Every line below that includes "woman" counts toward the total. Report that total alone.

┏━━

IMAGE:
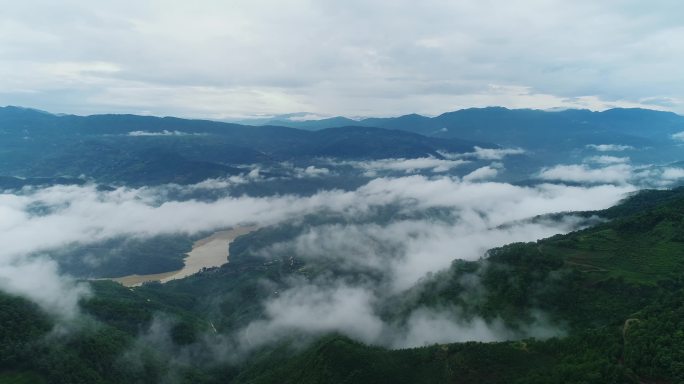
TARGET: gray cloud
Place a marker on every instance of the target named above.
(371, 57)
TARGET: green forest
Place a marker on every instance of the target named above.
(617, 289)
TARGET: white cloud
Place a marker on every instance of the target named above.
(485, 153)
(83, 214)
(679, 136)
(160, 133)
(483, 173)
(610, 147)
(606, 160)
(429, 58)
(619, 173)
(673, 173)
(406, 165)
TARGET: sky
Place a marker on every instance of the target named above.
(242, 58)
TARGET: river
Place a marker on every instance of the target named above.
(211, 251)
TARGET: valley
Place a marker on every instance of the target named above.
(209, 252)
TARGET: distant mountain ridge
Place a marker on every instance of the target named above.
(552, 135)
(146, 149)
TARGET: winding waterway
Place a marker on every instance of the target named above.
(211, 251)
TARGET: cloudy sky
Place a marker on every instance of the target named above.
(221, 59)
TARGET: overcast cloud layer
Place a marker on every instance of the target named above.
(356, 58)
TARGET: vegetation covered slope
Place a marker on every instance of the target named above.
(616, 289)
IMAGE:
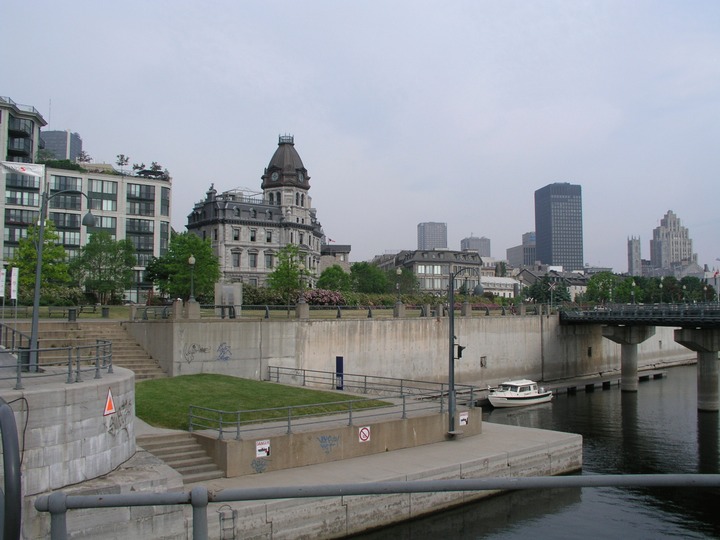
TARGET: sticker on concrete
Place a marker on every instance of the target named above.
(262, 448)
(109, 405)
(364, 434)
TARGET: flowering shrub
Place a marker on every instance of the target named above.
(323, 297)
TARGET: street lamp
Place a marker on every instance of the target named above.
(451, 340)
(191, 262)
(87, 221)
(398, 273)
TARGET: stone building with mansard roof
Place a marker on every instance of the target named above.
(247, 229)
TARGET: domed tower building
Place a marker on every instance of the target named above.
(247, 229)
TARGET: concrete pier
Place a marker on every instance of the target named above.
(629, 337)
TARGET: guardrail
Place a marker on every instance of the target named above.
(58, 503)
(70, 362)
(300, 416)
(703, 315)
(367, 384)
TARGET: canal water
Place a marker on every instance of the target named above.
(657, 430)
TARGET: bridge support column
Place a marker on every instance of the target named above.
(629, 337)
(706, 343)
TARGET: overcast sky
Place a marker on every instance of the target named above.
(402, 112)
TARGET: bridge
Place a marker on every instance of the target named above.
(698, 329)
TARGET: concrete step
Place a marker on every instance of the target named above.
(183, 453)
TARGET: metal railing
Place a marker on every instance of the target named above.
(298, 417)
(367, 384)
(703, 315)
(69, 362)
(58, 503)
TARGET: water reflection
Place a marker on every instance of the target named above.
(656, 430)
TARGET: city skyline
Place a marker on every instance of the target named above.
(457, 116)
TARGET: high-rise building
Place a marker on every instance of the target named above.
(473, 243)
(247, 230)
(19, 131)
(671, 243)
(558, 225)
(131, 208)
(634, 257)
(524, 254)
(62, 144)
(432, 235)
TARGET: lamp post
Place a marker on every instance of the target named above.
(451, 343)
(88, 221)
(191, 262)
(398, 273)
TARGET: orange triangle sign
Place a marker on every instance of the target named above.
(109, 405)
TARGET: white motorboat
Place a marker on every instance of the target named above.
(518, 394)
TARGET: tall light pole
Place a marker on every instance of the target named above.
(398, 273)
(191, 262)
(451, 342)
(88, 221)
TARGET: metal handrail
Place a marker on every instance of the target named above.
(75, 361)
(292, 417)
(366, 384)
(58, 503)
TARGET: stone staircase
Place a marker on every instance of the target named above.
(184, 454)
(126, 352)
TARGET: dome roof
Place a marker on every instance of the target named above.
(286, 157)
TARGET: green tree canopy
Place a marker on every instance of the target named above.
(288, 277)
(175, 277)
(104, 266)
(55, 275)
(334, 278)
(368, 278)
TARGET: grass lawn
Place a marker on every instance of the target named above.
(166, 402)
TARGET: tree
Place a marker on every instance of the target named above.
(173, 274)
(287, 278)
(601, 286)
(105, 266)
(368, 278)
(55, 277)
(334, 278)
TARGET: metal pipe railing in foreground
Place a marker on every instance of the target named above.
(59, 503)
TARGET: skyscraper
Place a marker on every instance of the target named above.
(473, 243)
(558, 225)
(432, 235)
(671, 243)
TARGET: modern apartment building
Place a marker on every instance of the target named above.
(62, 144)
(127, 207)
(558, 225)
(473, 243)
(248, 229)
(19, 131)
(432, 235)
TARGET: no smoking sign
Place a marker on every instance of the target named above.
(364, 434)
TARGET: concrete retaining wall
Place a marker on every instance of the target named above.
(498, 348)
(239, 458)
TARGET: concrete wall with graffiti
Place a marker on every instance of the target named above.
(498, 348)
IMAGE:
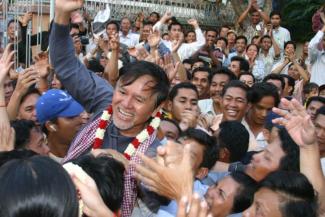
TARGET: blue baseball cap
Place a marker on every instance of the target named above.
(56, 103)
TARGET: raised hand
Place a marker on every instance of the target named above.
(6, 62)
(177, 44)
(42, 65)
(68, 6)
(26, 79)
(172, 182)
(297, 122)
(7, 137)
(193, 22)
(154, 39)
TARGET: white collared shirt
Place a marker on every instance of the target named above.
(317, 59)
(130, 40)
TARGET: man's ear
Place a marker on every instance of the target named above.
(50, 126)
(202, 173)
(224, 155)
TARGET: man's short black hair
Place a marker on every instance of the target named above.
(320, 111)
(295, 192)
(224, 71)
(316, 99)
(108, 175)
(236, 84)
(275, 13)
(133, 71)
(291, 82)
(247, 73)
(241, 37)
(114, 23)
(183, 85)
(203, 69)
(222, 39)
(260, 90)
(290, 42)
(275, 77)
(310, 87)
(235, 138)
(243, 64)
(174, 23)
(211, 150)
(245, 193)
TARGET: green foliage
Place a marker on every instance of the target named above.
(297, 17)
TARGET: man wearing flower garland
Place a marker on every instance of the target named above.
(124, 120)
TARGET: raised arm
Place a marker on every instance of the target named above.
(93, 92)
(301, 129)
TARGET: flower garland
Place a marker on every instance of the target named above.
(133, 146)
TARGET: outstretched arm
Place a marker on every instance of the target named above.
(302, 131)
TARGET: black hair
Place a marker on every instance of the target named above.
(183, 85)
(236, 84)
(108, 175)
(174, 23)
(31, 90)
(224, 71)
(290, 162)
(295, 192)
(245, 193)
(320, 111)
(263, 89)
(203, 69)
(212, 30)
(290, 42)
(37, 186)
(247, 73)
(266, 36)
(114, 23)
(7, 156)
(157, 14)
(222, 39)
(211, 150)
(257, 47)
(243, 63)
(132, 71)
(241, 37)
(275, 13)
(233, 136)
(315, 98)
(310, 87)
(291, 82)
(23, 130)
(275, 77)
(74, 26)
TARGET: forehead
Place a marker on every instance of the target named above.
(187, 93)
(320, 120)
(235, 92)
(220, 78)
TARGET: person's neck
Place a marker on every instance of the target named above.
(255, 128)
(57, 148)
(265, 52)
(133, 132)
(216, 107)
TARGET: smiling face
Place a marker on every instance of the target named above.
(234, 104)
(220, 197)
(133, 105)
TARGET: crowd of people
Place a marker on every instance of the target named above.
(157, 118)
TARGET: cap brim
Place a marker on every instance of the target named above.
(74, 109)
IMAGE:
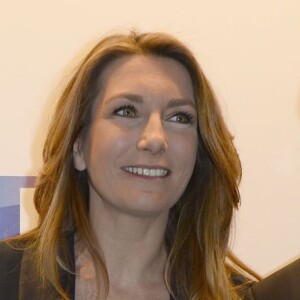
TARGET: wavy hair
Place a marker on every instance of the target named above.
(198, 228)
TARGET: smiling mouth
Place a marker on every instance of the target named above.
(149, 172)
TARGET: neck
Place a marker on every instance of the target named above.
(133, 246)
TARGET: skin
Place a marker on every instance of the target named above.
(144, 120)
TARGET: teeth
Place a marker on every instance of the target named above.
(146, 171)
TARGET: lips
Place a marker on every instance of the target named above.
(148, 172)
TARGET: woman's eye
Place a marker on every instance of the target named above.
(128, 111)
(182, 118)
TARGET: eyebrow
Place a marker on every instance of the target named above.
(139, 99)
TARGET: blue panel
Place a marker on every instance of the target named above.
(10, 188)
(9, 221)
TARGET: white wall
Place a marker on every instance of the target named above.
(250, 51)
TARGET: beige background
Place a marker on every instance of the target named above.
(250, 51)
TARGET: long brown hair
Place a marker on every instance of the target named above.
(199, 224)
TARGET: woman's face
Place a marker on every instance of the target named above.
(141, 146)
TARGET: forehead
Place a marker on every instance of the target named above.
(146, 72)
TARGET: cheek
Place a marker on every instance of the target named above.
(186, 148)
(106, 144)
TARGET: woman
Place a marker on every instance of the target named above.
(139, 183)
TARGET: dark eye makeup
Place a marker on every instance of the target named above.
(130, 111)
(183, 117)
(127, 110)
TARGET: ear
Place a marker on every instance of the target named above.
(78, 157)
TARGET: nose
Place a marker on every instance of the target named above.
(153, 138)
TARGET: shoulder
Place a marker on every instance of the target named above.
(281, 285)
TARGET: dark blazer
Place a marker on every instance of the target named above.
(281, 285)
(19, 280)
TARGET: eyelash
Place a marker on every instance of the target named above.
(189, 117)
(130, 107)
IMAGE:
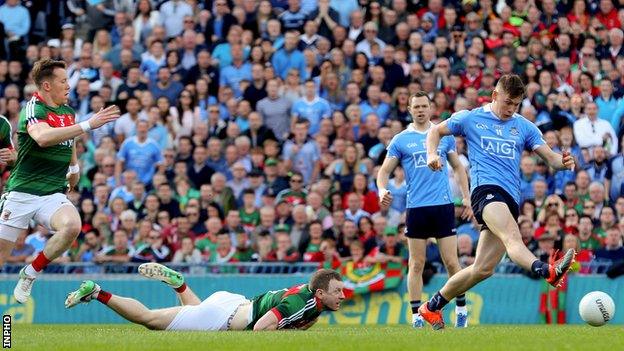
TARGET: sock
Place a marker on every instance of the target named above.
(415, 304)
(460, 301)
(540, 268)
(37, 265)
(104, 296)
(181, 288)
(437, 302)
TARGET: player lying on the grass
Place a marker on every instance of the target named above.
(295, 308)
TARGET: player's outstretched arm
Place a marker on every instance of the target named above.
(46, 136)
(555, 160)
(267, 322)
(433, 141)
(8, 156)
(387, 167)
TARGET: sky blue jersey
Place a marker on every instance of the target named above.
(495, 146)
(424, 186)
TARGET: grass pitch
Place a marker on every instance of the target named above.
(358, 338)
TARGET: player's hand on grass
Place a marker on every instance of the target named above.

┗━━

Response:
3